====== Records to process ======
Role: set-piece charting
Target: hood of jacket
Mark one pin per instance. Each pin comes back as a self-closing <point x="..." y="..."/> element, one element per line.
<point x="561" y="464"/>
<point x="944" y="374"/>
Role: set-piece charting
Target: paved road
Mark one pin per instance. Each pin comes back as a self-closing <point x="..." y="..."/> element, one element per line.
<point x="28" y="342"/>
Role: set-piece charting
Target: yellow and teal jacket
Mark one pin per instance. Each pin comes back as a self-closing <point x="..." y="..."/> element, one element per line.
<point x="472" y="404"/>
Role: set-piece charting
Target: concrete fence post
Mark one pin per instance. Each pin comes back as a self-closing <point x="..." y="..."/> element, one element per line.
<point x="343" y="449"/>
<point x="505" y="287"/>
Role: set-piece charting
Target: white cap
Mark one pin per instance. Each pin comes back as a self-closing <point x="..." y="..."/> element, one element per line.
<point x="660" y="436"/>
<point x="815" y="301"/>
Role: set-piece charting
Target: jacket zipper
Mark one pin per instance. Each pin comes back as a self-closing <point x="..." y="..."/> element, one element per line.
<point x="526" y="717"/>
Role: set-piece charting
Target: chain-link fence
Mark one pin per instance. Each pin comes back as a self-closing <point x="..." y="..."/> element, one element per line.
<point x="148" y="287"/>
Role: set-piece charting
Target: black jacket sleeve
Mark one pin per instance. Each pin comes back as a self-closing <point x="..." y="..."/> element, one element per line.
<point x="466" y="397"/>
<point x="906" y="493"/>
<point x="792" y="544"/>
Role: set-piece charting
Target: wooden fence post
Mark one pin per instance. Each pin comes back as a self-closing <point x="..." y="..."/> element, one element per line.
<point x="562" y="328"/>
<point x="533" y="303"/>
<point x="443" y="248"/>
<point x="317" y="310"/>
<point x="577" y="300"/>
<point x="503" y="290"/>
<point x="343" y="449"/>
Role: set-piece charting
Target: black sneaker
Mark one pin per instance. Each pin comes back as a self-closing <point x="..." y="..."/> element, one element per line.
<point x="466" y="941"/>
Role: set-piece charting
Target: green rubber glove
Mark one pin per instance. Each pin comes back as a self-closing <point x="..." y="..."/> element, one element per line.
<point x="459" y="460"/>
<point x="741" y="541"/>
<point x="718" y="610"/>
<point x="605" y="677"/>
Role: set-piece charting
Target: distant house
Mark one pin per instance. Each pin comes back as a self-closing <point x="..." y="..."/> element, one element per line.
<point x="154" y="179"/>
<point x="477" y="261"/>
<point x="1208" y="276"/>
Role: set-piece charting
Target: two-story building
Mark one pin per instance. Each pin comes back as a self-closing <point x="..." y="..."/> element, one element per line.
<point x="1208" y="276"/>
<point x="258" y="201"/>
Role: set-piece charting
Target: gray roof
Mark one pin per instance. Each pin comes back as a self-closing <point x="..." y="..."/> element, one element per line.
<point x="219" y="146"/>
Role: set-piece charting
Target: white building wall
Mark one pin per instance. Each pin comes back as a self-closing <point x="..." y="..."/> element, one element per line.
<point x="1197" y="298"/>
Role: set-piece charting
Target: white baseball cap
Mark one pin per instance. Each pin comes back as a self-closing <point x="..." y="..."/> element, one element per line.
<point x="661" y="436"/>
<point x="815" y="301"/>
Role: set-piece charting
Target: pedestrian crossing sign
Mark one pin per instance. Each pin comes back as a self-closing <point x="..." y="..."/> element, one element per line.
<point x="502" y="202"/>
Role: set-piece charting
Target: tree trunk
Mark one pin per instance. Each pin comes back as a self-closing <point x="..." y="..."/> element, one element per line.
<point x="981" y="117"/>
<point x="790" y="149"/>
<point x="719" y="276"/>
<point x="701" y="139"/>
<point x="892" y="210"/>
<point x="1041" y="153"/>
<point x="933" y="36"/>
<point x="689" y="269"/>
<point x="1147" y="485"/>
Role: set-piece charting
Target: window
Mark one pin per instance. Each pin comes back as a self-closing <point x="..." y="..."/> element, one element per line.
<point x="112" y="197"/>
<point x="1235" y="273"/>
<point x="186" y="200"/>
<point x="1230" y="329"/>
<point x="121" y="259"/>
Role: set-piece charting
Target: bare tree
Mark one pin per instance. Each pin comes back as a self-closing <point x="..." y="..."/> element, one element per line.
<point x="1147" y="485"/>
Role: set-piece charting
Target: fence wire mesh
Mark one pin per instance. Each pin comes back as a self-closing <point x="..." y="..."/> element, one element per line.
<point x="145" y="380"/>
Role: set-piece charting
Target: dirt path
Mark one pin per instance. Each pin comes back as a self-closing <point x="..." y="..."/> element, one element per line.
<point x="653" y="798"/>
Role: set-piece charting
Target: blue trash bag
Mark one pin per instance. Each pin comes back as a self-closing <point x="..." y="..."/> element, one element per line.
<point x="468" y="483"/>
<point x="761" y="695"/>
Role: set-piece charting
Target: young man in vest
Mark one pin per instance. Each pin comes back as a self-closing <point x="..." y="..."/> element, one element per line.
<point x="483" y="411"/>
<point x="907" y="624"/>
======
====== Records to process ======
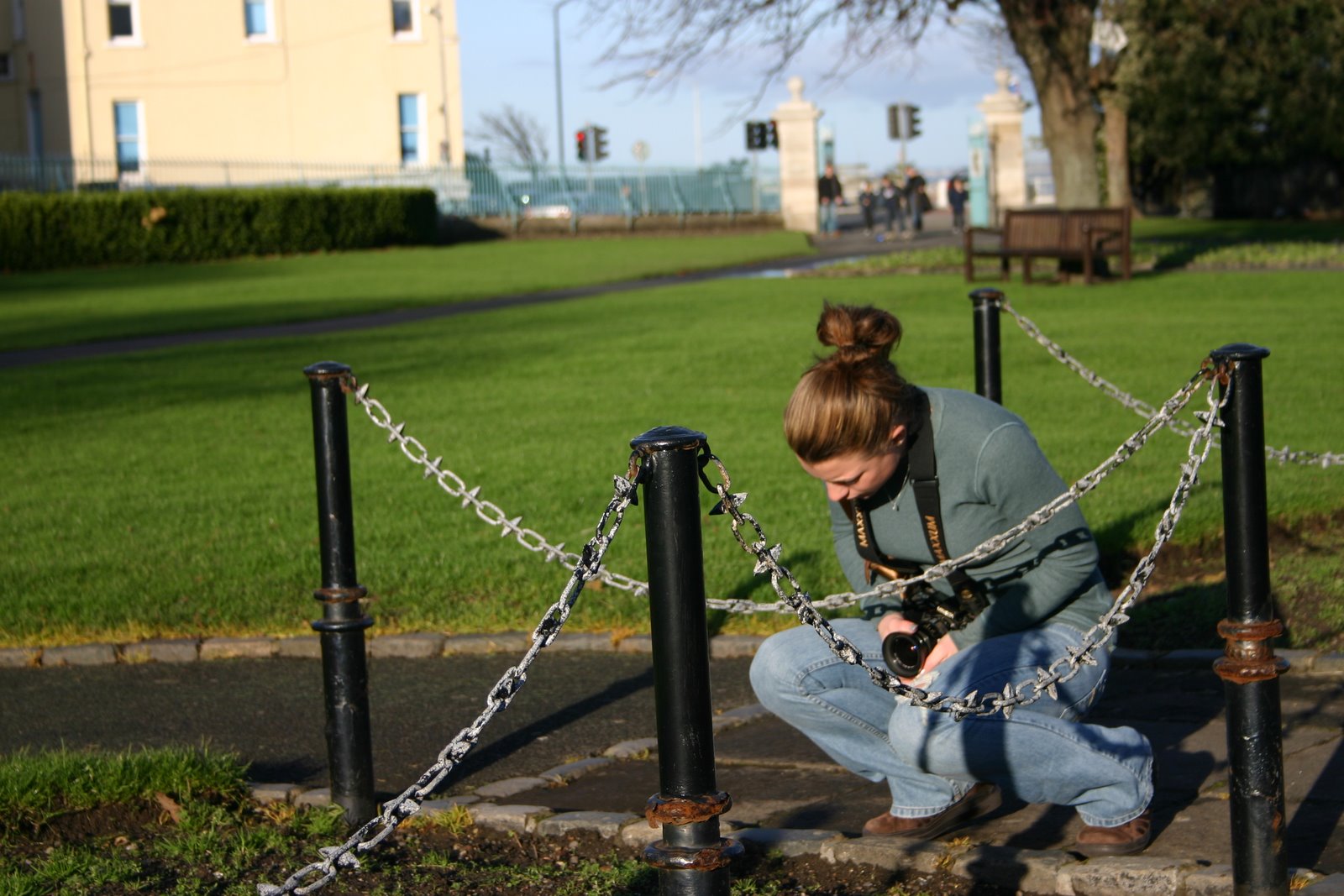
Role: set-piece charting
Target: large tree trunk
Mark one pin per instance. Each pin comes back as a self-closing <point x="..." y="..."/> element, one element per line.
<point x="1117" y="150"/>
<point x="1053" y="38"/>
======
Gather every line of the entries above that contains the word "building". Case matters.

Output of the exercise:
Target: two-story building
Target: white building wall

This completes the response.